Can you copy each of the lines below word for word, changing nothing?
-*-*-
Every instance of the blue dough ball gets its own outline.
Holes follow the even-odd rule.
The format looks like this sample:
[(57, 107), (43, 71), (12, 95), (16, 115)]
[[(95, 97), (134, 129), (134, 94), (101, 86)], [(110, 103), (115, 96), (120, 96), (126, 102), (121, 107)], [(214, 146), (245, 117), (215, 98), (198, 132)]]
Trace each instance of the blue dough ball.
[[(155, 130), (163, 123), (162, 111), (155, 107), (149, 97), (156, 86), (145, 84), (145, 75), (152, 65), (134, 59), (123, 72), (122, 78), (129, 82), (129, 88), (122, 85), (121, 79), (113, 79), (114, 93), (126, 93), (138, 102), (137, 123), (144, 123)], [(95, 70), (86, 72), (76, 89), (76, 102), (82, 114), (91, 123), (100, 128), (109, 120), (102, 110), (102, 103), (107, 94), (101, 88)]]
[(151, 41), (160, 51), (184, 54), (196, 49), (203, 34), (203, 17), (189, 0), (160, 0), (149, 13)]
-*-*-
RESULT FOR THIS EXERCISE:
Every instance of the blue dough ball gets its own outline.
Holes follow the even-odd rule.
The format looks like this sample:
[(57, 107), (43, 71), (12, 95), (16, 115)]
[[(95, 97), (134, 129), (134, 94), (101, 86)], [(110, 103), (115, 96), (120, 96), (126, 102), (121, 107)], [(214, 146), (245, 117), (215, 98), (198, 132)]]
Trace each instance of the blue dough ball.
[[(155, 130), (163, 123), (162, 111), (155, 107), (149, 97), (156, 86), (145, 84), (145, 75), (152, 65), (134, 59), (123, 72), (122, 78), (129, 82), (129, 88), (122, 85), (121, 79), (113, 79), (114, 93), (126, 93), (138, 102), (137, 123), (144, 123)], [(95, 70), (86, 72), (76, 89), (76, 102), (82, 114), (91, 123), (100, 128), (109, 120), (102, 110), (102, 103), (107, 94), (101, 88)]]
[(151, 41), (160, 51), (184, 54), (196, 49), (203, 34), (203, 17), (189, 0), (160, 0), (149, 13)]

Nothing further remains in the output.